*TASK PROMPT*
Look at the data below and print exactly the lines from its first line through the line with "[trace] man's hand -> outlines"; the pictures stay out of the copy.

++++ RECORDS SUPPLIED ++++

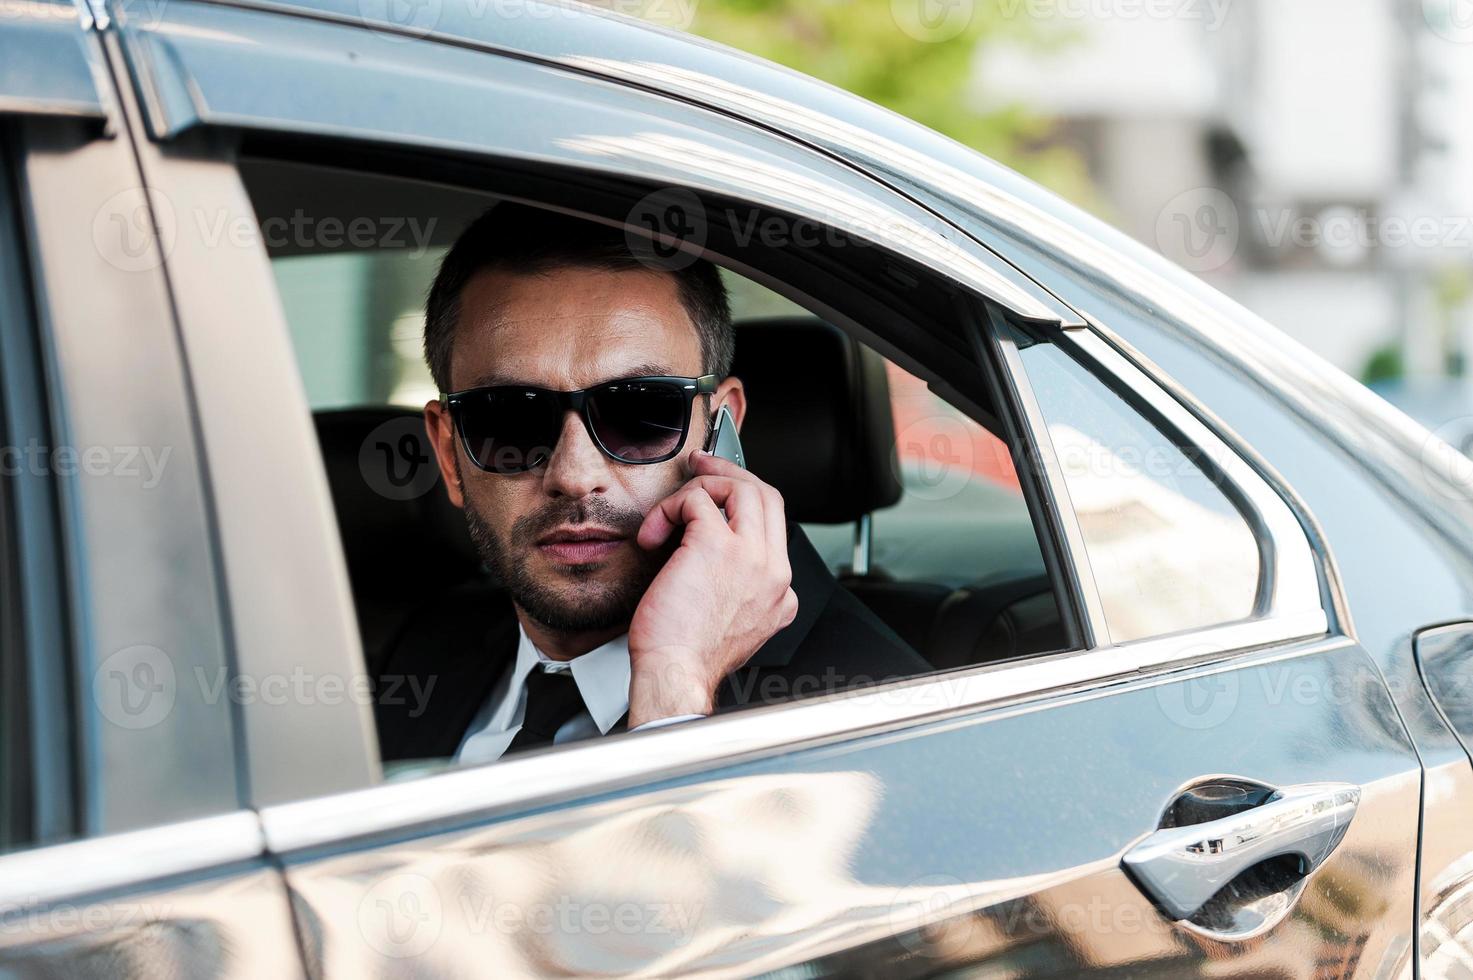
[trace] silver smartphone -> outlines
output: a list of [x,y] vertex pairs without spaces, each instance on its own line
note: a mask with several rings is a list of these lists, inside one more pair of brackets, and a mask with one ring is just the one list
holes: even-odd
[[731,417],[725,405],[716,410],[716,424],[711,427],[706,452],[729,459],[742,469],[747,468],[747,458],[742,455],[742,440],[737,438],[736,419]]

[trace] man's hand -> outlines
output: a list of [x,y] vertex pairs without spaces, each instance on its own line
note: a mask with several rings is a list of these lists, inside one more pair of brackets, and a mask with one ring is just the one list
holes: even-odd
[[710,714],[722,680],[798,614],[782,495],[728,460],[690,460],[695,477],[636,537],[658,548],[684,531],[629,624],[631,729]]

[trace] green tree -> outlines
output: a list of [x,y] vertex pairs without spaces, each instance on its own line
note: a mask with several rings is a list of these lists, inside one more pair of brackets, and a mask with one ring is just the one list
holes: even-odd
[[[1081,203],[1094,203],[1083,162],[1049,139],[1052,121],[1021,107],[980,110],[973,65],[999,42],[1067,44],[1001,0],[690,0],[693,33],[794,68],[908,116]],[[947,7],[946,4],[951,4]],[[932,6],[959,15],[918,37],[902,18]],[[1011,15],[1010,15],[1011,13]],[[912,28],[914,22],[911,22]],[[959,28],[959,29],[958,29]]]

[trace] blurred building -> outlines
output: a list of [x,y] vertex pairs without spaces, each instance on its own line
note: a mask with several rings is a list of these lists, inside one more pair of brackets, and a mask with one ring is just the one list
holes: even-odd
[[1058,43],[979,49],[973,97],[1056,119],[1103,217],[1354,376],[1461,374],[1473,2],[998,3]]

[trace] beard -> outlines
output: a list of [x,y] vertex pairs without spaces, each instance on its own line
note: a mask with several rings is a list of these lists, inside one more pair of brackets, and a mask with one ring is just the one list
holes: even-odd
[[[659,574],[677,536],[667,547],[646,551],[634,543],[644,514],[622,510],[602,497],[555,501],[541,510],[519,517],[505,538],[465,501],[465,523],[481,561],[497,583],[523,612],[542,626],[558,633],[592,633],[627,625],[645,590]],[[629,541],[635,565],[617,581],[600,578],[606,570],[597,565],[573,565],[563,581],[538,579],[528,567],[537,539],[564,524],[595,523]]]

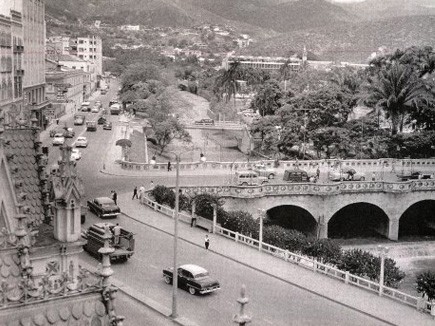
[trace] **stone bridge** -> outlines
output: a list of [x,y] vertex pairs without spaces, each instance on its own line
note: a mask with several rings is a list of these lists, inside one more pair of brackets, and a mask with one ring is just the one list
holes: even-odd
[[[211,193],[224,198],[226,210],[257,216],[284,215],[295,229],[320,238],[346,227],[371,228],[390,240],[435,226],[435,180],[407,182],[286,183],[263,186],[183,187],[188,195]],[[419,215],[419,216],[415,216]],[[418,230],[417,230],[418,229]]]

++++

*TASK SOLUTION*
[trace] silver smartphone -> outlines
output: a list of [x,y] vertex pairs without spaces, each instance on its own line
note: a mask with several rings is a list of these lists, inside one more pair of brackets, and a mask with one ring is just the one list
holes: even-odd
[[731,417],[725,405],[716,410],[716,424],[711,427],[706,452],[729,459],[742,469],[747,468],[747,458],[742,455],[742,440],[737,438],[736,419]]

[trace] man's hand -> outlines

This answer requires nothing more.